Directive :: Reproduce everything from the line containing "Question. Locate the sky" down to the end of the data, keeping every line, and shift each answer point coordinate by -7. Leave all other numbers unchanged.

─── Input records ───

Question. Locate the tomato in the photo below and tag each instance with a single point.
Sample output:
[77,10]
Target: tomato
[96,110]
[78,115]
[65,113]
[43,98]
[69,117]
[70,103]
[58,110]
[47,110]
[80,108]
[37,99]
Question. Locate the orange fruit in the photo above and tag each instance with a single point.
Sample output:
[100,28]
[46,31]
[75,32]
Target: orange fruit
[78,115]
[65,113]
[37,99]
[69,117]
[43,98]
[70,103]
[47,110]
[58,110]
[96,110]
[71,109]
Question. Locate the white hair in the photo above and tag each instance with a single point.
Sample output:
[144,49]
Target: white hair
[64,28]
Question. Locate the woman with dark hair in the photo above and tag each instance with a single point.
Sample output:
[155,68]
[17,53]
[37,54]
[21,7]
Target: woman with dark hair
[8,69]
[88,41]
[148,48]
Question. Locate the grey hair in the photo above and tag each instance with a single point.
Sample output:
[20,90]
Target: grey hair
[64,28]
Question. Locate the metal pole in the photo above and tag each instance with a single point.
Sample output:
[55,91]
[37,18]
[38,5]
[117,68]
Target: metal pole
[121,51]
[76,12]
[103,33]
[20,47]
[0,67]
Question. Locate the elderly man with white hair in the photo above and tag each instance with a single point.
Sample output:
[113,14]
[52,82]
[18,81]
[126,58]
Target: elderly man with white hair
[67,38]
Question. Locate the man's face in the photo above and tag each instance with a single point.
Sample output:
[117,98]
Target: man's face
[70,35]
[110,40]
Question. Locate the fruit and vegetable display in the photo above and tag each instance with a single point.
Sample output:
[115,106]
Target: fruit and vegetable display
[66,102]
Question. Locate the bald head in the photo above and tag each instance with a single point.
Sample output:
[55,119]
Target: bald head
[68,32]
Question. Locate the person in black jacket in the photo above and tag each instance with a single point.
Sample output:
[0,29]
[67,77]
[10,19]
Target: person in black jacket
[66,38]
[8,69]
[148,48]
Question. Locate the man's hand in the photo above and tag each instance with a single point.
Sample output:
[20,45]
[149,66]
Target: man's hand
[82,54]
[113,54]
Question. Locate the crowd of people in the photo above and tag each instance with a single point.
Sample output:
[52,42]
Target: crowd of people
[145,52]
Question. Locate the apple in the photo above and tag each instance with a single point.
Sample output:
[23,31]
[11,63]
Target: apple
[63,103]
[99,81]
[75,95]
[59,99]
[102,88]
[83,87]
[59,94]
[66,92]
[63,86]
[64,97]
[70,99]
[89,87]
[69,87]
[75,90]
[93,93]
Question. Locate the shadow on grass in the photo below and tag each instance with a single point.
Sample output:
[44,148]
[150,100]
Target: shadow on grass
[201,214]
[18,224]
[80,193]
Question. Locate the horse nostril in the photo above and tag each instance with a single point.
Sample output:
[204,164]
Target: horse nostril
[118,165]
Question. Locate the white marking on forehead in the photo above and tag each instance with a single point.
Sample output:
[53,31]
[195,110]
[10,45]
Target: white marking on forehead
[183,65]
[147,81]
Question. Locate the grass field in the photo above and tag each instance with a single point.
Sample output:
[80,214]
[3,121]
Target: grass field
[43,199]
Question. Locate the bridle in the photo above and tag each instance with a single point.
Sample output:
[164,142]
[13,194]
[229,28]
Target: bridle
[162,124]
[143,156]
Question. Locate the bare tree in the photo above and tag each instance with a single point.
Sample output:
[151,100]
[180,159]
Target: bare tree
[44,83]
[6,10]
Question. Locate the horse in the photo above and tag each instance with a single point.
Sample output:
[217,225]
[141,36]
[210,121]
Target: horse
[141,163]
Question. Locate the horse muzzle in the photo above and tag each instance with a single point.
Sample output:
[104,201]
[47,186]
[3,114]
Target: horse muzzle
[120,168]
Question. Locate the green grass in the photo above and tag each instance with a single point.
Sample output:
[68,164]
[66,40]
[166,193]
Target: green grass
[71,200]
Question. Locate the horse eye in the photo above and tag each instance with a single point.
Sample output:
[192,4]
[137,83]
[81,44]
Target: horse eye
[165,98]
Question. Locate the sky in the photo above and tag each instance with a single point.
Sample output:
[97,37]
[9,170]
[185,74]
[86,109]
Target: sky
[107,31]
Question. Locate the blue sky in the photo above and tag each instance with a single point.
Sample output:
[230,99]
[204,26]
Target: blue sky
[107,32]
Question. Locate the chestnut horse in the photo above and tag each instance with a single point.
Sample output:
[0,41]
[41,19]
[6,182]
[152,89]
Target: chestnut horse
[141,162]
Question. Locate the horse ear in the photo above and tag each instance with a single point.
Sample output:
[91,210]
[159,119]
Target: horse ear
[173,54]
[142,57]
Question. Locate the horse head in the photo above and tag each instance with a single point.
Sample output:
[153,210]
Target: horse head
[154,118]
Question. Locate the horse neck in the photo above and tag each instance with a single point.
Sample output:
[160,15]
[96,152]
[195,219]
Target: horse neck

───

Answer to this exercise ::
Question. Locate the sky in the photo above and tag each instance with a single point.
Sample output:
[97,37]
[9,170]
[185,74]
[86,109]
Target: sky
[100,24]
Question. Locate the blue sky in the photo above and tag each instance with a single point.
Sample output:
[230,99]
[204,26]
Target: blue sky
[100,25]
Question. Locate the chestnut horse in the photo above and tag each instance with a single point.
Sample output:
[0,41]
[41,19]
[6,182]
[152,89]
Target: chestnut horse
[134,155]
Question. Locate the horse ear in the photo above and tag each instance with a single point.
Sample output:
[91,210]
[159,119]
Target: horse ear
[166,47]
[135,50]
Question. Locate the horse head in the photo above and tag each instance with a single point.
Sample output:
[153,210]
Target: horse head
[147,111]
Question. Locate the horse neck in the photo above and tag each instance with a single point.
Sample output:
[160,15]
[96,152]
[195,219]
Target: horse neck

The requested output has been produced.